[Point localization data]
Segment Open

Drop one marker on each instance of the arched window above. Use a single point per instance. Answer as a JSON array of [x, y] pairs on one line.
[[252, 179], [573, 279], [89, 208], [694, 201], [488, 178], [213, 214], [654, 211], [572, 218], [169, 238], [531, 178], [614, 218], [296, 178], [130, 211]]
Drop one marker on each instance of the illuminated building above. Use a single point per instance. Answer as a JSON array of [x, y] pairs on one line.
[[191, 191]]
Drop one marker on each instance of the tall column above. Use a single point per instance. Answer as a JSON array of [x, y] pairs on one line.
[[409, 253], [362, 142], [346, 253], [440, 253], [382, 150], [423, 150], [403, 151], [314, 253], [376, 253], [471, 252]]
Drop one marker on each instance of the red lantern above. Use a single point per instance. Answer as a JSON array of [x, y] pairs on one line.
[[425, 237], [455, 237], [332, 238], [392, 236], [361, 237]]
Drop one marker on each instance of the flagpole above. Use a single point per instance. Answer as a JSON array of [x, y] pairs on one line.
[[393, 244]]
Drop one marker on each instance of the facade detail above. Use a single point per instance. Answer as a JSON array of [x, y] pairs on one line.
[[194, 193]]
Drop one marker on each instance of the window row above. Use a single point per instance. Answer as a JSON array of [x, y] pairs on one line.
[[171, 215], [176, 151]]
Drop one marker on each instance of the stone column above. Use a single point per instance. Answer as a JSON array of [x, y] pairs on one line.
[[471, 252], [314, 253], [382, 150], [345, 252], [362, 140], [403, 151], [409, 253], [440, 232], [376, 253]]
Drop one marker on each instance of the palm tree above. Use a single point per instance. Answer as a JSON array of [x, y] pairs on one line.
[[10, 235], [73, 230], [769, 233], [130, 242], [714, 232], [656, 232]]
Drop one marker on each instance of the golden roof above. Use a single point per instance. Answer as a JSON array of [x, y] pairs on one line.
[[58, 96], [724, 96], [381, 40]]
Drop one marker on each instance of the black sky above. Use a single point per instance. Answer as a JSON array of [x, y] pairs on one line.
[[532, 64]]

Segment Closed

- **Work task**: This exercise asks for the line with "Drop one marker on each instance of the golden" and all lines after it through the end of the records above, retyped exactly and with nothing else.

- **Written answer**:
Drop one marker on each instance of the golden roof above. Use a single point per instance. Answer as a JSON array of [x, y] pairs on one line.
[[58, 96], [724, 96], [381, 40]]
Drop one marker on each instance of the black sky above. Use a single point per instance. Answer as a JSON array of [x, y] pairs on one line.
[[532, 64]]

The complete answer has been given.